■ SELECTED PASSAGE:
######

If we talk real homemade Ambul Thiyal, here is everything you may find in this dish:
- fish- any firm fish like tuna, sailfish, mackerel, red snapper, etc.
- goraka/kambodge – a fruit commonly used in Sri Lankan cuisine. It gives a sour flavor to the dish.
- garlic/ginger/curry leaves
- chili/black pepper/turmeric/cinnamon
The fish is marinated prior and feels very crispy to taste. For balance, Ambul Thiyal is served with rice. The dish is spicy, savory, and crispy. The combined flavors are so rich and diverse that many companies have even created a spice mix for Ambul Thiyal, which can be bought almost everywhere in the world.
2 Kottu (also, kottu roti)
The sound of the knives hitting the hot griddle as the ingredients are chopped and mixed together is an iconic part of Sri Lankan street food culture. The same way used in the theatrical preparation of Kottu has become so popular that it is now even showcased as a performance in some restaurants and food festivals. Kottu is unique with its vibrant mix of flavors and textures, but it also is the communal experience of sharing a hot plate of Kottu with friends or strangers on a bustling street corner, late at night or early in the morning.
This popular dish is made by stir-frying a mix of:
- chopped flatbread
- eggs and meat (usually chicken or beef)
- range of spices and seasonings, including chili powder, turmeric, and curry leaves.
3 Kukul mas curry (chicken curry)
Kukul mas curry is a delicious and aromatic Sri Lankan chicken curry typical in many households and restaurants nationwide.
This dish is made by:
- slow-cooking chicken in a rich and flavorful blend of spices and coconut milk
- spices include cinnamon, cardamom, cumin, coriander, and turmeric.

######

■ SUPPLIED DATA:
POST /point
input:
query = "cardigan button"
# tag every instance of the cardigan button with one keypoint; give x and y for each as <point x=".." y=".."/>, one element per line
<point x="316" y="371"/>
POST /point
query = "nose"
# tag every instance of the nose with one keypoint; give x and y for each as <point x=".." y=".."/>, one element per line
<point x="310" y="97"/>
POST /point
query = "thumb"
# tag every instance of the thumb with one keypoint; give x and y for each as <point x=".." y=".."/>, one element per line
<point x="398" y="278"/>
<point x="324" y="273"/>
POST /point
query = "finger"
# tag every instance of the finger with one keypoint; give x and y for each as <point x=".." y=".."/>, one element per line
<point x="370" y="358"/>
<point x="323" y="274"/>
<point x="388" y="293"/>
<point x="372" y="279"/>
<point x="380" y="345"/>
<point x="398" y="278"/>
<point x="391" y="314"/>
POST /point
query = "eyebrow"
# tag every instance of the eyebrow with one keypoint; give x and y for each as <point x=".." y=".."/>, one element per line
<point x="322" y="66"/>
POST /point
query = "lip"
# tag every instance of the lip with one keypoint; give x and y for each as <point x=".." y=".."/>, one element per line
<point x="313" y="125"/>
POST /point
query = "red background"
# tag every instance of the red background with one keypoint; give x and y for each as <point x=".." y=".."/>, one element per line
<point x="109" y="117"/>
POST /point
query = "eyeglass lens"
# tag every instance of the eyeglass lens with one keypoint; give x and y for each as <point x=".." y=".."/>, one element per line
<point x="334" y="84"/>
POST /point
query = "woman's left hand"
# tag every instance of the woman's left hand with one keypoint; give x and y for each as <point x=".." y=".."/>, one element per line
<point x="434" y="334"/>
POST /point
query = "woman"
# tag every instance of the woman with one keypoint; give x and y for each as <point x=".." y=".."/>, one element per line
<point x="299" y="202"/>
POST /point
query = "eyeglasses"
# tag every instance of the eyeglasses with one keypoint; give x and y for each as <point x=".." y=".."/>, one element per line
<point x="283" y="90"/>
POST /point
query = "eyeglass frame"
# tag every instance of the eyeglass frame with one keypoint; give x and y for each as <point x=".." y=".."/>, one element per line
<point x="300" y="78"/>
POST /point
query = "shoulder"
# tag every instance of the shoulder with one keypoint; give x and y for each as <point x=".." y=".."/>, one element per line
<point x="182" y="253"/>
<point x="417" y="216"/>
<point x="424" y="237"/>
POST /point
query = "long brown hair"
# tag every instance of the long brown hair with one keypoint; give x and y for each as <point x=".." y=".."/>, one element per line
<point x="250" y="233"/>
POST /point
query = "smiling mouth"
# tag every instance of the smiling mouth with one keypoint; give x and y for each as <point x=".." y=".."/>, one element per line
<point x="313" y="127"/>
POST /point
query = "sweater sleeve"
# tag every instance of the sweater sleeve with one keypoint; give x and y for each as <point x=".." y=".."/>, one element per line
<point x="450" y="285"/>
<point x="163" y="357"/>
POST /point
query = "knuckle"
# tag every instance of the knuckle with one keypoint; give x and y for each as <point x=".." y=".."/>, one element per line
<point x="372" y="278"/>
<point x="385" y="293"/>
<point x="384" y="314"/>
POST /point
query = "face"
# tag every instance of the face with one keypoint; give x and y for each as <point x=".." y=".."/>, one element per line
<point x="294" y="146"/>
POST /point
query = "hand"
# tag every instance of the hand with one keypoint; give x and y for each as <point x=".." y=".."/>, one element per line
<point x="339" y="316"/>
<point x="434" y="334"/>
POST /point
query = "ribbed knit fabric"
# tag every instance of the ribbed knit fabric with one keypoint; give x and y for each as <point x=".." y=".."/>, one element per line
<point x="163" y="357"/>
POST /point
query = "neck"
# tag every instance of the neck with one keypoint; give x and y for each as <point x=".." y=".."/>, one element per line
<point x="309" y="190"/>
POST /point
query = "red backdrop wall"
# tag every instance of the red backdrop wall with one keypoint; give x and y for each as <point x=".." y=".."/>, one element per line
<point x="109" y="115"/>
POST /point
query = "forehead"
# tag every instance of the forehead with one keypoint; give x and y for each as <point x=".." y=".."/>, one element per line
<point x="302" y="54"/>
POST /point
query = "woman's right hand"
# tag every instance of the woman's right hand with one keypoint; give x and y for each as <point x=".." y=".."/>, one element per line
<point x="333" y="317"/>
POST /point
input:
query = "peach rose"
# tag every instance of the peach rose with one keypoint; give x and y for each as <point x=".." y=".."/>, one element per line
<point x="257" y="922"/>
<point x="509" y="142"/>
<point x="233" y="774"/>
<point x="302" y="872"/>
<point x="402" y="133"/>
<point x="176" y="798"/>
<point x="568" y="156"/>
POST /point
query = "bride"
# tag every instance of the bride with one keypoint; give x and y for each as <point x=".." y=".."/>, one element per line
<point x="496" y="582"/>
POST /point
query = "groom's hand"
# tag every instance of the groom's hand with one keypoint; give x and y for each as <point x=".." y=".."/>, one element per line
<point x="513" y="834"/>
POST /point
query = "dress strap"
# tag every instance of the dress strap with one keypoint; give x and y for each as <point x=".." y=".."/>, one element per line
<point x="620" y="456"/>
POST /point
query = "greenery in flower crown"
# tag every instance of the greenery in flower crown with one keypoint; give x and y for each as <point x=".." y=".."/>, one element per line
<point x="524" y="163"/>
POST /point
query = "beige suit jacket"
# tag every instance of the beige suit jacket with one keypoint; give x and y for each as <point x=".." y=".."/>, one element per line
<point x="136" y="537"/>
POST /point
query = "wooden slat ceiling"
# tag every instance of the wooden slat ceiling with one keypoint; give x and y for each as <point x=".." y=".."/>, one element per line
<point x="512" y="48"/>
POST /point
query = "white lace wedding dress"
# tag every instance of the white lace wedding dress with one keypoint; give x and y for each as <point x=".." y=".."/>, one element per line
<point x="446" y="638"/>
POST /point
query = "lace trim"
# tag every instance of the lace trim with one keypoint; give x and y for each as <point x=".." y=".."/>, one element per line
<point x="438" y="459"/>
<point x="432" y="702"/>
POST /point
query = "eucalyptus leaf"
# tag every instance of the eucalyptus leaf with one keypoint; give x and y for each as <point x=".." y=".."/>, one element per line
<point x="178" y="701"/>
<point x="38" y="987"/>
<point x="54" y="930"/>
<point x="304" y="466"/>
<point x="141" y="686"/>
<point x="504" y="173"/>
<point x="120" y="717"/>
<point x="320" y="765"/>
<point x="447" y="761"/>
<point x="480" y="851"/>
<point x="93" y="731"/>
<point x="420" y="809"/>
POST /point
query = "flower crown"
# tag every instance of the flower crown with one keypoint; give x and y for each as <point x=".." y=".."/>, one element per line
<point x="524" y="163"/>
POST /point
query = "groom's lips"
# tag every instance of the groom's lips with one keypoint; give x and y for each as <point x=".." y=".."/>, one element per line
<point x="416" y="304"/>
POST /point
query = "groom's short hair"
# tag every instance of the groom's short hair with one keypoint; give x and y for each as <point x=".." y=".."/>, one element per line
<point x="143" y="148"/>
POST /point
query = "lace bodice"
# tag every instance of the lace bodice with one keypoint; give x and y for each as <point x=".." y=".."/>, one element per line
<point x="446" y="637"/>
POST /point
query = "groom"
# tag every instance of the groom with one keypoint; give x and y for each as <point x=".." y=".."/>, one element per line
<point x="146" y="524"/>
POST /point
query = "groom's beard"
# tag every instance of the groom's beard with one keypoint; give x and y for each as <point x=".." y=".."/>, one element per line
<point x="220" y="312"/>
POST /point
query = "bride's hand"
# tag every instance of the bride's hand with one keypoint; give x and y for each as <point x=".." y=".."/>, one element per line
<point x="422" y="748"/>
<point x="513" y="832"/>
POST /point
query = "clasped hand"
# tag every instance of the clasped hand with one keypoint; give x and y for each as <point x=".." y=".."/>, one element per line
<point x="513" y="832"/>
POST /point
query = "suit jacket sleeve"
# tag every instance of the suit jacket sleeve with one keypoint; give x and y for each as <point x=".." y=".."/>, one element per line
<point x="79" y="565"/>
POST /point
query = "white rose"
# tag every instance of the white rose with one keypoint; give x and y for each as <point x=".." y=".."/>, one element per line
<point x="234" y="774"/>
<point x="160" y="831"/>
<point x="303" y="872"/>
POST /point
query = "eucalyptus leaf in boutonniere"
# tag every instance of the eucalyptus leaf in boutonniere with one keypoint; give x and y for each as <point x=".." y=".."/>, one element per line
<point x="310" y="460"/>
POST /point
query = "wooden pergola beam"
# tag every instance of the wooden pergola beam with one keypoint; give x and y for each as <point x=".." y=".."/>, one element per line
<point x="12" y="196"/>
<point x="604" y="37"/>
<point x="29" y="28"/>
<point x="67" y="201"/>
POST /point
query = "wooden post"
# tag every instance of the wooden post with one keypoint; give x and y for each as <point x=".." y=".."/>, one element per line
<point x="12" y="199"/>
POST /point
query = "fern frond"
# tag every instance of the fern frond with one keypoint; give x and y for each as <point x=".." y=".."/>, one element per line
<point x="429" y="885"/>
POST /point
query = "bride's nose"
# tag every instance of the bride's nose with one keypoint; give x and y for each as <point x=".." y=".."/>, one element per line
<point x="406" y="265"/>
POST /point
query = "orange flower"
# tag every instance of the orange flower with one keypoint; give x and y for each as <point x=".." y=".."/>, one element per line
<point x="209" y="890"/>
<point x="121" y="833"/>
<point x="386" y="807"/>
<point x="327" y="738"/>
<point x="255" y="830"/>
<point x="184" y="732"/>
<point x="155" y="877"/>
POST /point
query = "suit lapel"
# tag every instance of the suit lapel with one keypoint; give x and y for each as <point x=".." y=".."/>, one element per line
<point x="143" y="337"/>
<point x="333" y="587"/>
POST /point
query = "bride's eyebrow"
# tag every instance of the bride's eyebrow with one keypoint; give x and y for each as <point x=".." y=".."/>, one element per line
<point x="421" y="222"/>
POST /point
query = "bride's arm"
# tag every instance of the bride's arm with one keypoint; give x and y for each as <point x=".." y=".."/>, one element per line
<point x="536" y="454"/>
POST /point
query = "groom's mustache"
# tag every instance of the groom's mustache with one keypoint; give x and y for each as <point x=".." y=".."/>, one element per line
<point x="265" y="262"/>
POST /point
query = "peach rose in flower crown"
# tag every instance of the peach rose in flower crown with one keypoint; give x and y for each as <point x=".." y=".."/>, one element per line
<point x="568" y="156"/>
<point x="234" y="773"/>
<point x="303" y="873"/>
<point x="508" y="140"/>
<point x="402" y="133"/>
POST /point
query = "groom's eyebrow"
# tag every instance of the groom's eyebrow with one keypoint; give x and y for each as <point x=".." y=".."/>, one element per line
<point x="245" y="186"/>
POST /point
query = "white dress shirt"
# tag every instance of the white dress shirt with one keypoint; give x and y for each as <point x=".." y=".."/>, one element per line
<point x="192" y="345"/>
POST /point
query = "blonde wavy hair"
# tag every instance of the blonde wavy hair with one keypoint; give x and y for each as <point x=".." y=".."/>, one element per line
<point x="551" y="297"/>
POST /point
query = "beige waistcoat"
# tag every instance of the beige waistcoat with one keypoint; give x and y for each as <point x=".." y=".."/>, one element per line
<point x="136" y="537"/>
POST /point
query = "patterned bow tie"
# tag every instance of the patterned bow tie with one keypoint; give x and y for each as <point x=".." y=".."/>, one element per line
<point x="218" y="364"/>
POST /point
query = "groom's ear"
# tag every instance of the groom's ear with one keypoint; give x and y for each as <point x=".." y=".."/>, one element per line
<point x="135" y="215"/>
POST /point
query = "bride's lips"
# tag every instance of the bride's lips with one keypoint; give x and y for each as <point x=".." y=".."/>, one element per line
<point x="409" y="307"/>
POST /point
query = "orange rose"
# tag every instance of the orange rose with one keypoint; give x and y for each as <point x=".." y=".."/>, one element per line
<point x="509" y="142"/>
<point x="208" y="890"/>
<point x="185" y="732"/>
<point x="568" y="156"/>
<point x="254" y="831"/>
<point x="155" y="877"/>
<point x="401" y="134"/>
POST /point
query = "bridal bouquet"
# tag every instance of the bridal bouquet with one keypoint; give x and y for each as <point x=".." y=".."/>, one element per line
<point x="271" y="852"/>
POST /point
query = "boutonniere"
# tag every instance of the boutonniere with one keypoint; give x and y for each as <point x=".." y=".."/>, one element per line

######

■ REQUIRED TASKS:
(1) In the passage on Sri Lankan dishes, what is Ambul Thiyal served with for balance?
(2) Extract every line of the records that contains the string "button", treating uppercase and lowercase as different.
The passage on Sri Lankan dishes and the records come from unrelated sources.

■ WRITTEN RESPONSES:
(1) Rice.

(2)
query = "cardigan button"
# tag every instance of the cardigan button with one keypoint; give x and y for each as <point x=".." y=".."/>, one element per line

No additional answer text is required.